> [WHAT TO WORK ON]
Update the records from their start through the line that contains "[(301, 383), (315, 378), (297, 385)]", inclusive, so that "keypoint" reads "marker" everywhere in that span and nothing else changes. Return only those lines.

Position identification records
● ● ●

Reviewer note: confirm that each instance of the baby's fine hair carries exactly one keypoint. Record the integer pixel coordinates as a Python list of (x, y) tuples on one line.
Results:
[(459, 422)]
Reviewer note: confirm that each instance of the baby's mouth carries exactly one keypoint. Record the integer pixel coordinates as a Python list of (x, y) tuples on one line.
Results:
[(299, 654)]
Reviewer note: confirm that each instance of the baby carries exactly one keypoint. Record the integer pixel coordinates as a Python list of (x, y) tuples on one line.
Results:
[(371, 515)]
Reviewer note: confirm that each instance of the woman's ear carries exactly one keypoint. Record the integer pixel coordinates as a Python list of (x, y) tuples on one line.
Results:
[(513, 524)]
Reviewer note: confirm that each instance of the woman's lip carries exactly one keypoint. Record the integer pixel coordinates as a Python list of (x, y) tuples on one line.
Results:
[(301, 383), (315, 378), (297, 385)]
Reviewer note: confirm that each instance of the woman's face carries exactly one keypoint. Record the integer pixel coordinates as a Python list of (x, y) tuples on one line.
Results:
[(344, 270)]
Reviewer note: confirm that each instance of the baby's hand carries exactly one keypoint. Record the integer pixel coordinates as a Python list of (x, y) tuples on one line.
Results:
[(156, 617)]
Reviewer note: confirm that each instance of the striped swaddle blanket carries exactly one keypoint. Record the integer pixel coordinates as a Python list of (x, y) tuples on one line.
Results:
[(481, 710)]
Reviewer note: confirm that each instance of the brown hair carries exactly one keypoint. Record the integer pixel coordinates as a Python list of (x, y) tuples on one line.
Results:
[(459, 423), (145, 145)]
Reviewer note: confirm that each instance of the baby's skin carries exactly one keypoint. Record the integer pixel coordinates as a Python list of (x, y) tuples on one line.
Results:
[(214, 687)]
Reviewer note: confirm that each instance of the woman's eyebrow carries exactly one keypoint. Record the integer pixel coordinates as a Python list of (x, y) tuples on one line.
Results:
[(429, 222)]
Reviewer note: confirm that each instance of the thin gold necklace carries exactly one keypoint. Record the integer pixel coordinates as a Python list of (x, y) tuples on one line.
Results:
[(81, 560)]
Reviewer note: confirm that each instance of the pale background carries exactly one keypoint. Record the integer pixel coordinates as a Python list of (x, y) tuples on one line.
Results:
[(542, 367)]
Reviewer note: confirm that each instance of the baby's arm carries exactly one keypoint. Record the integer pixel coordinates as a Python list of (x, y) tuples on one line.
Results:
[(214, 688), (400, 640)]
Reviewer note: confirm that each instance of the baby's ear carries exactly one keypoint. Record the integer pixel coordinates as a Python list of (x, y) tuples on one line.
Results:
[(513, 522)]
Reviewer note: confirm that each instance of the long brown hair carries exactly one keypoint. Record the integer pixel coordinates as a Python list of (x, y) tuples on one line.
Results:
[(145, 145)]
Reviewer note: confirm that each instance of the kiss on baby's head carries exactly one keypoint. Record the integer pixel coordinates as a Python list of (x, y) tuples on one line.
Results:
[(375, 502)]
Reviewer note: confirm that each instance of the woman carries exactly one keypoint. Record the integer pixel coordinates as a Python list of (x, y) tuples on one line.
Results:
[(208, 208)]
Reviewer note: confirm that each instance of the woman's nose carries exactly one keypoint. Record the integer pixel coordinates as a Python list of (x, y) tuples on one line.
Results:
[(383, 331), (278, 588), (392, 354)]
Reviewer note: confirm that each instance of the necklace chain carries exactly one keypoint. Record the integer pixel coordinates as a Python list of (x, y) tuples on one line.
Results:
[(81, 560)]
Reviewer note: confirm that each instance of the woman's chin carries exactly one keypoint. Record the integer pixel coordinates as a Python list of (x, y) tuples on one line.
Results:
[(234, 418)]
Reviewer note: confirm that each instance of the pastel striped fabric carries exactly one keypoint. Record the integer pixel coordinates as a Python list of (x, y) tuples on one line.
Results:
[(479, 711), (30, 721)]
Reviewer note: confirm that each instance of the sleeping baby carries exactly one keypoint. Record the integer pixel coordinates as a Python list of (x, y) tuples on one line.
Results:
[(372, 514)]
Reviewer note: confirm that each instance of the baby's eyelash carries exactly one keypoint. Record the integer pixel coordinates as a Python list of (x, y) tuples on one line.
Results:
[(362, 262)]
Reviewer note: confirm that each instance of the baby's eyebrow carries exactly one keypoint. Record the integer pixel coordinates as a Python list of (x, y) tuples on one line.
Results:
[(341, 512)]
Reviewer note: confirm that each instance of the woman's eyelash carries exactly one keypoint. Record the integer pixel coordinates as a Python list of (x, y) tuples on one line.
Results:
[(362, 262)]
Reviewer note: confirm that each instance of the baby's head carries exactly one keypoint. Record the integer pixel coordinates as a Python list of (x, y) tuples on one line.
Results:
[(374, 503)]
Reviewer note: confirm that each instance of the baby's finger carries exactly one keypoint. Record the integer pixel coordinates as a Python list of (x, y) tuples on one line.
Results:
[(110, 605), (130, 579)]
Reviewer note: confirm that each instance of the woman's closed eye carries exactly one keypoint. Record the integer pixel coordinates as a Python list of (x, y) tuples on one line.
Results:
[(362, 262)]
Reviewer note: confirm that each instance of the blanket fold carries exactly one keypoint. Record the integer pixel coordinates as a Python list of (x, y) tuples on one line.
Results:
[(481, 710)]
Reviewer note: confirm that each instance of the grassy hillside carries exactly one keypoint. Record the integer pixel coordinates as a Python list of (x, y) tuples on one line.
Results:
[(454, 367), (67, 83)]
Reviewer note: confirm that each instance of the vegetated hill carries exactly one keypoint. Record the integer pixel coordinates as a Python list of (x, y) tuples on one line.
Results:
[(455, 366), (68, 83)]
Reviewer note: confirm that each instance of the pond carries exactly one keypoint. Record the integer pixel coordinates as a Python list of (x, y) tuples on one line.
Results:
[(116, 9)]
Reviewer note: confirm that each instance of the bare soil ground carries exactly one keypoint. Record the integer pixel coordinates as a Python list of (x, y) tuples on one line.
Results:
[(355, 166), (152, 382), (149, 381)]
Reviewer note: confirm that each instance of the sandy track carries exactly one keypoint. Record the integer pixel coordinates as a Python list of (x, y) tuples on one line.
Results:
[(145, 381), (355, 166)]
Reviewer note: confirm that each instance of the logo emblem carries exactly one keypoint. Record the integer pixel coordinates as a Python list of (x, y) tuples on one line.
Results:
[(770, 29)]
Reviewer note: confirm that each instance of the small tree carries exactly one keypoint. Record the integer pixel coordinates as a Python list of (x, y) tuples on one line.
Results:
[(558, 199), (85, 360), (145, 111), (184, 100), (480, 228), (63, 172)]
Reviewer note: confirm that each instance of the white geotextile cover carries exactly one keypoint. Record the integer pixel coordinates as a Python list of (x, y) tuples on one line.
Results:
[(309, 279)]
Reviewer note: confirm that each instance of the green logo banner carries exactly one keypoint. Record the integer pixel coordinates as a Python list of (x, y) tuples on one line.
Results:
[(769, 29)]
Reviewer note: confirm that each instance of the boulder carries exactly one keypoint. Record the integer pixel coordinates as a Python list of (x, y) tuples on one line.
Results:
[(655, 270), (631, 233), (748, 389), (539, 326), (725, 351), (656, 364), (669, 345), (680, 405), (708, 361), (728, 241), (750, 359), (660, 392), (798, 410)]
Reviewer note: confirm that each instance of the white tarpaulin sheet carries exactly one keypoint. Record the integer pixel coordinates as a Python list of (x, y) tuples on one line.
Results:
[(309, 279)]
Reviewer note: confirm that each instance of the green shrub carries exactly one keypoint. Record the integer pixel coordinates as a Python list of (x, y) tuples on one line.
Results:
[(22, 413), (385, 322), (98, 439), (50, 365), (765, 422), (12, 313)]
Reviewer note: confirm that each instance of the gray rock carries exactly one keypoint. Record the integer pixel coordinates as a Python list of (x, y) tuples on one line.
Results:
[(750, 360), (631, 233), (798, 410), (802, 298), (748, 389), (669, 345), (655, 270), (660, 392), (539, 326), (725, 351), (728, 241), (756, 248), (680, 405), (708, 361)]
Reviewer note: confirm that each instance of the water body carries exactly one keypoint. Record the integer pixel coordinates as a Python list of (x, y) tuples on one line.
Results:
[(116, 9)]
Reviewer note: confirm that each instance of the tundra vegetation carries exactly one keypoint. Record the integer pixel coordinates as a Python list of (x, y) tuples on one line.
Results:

● ● ●

> [ANSWER TO THIS EXERCISE]
Reviewer note: confirm that each instance of the baby's fine hair carries exactly one marker. Record the integer pixel coordinates as a Python list of (x, y) tuples on one line.
Results:
[(459, 422)]
Reviewer note: confirm that each instance of the baby's mouth carries exactly one marker. Record the integer pixel coordinates as a Python list of (x, y) tuples on one line.
Results:
[(299, 654)]
Reviewer note: confirm that each instance of the baby carries exactly one marker. Record the integer pixel coordinates as a Python list of (x, y) tuples on one line.
Results:
[(371, 515)]
Reviewer note: confirm that each instance of the woman's ear carries exactly one marker. Record the integer pixel coordinates as a Python list of (x, y) tuples on one line.
Results:
[(513, 524)]
Reviewer note: confirm that each instance of the woman's lip carries exactly one marker. Record the integer pixel coordinates as a Python list of (x, y) tuples on one line.
Results:
[(301, 383), (315, 378), (297, 385)]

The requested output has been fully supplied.